Extracted text =>
- With 95% reporting in Washington, Biden has 37.9% of the vote and Sanders 36.4%.
- Primaries are scheduled March 17 in three states: Arizona, Florida, and Illinois.
- Ohio was scheduled to hold its primary too, but Gov. Mike DeWine postponed due to coronavirus.
Former Vice President Joe Biden was declared the winner of last week’s Democratic presidential election in Washington. In doing so, he beat his rival, Sen. Bernie Sanders (I-VT) in five of the six states that went to the polls on March 10. After nearly a week of counting, Biden retained a small lead over Sanders.
After counting 95% of the votes cast, Biden has 37.9% of the vote and Sanders 36.4%. Sanders had put a lot of his hopes on Washington. There, he won two-thirds of the delegates four years ago, when he faced former Secretary of State Hillary Clinton, in state caucuses. Biden also won in Idaho, Michigan, Mississippi, and Missouri. Sanders only brought in North Dakota.
On Tuesday, primaries are scheduled in three states— Arizona, Florida, and Illinois. Voting was also to take place in Ohio, but Governor Mike DeWine postponed voting to early June because of the coronavirus crisis. President Trump previously said he did not think it was necessary to postpone it, but DeWine reported on Twitter that the health risks are too great to hold the election. A few hours before that decision, a judge refused to authorize the postponement.
The states of Georgia, Kentucky, and Louisiana have also decided to postpone their states’ presidential primaries. Sanders and Biden also wondered aloud, during a CNN TV debate on Sunday, whether it is wise to vote now. All campaign meetings have been canceled.
Joe Biden’s Super Tuesday Comeback
Joe Biden, whose chances of clinching the Democratic nomination for President initially seemed narrow, made a comeback during the Super Tuesday primaries, when voters across the eastern, southern, and central United States made a clear choice. The party faithful apparently decided to settle for a moderate candidate to defeat President Trump in November. In those parts of the country, a majority chose the former Vice President.
Fourteen states and American Samoa went to the polls on Super Tuesday two weeks ago. Together, the states account for about 40 percent of the delegates who would nominate the Democratic presidential candidate in July. Super Tuesday’s victories represented a giant step toward the nomination.

What you have to do =>
Revise the passage of the election news report that opens with the words "Fourteen states and" and closes with "toward the nomination.", substituting "Guam" for "American Samoa".

Data for review =>

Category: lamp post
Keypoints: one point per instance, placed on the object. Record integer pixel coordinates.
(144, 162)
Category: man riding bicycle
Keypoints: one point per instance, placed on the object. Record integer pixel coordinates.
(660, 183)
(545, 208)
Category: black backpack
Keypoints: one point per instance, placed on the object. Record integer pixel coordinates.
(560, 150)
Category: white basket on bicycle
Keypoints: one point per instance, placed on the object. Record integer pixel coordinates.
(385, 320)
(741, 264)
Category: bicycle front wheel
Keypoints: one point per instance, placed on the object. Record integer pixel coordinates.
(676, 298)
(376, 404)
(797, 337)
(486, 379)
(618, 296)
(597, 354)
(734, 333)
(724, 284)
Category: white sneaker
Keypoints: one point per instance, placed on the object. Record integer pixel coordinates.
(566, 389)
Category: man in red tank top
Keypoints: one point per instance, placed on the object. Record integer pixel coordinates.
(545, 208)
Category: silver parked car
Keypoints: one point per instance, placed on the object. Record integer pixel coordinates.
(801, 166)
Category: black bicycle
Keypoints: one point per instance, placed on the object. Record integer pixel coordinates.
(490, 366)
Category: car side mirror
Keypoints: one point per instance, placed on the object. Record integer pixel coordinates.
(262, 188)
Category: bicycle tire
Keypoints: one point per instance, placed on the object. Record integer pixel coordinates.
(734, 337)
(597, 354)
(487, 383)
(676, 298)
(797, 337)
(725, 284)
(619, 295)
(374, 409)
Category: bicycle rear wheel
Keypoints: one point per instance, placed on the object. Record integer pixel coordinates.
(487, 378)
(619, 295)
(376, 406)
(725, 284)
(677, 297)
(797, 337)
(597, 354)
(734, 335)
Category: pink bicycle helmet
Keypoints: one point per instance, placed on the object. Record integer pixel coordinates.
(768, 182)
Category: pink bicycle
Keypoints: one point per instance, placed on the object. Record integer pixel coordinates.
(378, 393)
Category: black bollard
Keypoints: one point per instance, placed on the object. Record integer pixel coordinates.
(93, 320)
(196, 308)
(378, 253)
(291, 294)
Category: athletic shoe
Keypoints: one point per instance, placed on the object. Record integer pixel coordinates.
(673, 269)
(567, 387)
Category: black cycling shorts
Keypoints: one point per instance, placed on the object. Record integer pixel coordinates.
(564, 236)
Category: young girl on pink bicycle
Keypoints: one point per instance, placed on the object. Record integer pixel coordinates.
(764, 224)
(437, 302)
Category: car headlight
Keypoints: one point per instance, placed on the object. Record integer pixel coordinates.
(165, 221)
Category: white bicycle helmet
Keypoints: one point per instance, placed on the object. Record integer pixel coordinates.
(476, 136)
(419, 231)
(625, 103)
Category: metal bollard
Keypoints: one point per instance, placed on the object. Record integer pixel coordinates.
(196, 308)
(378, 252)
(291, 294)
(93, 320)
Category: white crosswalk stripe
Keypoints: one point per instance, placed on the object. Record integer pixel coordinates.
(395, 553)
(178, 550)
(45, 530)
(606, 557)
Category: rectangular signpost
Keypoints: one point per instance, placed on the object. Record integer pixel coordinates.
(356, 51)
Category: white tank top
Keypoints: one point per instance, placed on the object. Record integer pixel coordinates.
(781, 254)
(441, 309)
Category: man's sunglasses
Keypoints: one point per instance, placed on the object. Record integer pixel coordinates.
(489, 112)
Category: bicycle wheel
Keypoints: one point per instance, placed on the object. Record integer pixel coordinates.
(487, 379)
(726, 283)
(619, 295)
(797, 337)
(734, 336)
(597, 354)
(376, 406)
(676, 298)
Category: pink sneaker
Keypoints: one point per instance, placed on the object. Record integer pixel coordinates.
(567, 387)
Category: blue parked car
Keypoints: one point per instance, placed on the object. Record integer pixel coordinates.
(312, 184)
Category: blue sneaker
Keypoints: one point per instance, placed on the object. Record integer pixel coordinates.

Solution to this problem =>
Fourteen states and Guam went to the polls on Super Tuesday two weeks ago. Together, the states account for about 40 percent of the delegates who would nominate the Democratic presidential candidate in July. Super Tuesday’s victories represented a giant step toward the nomination.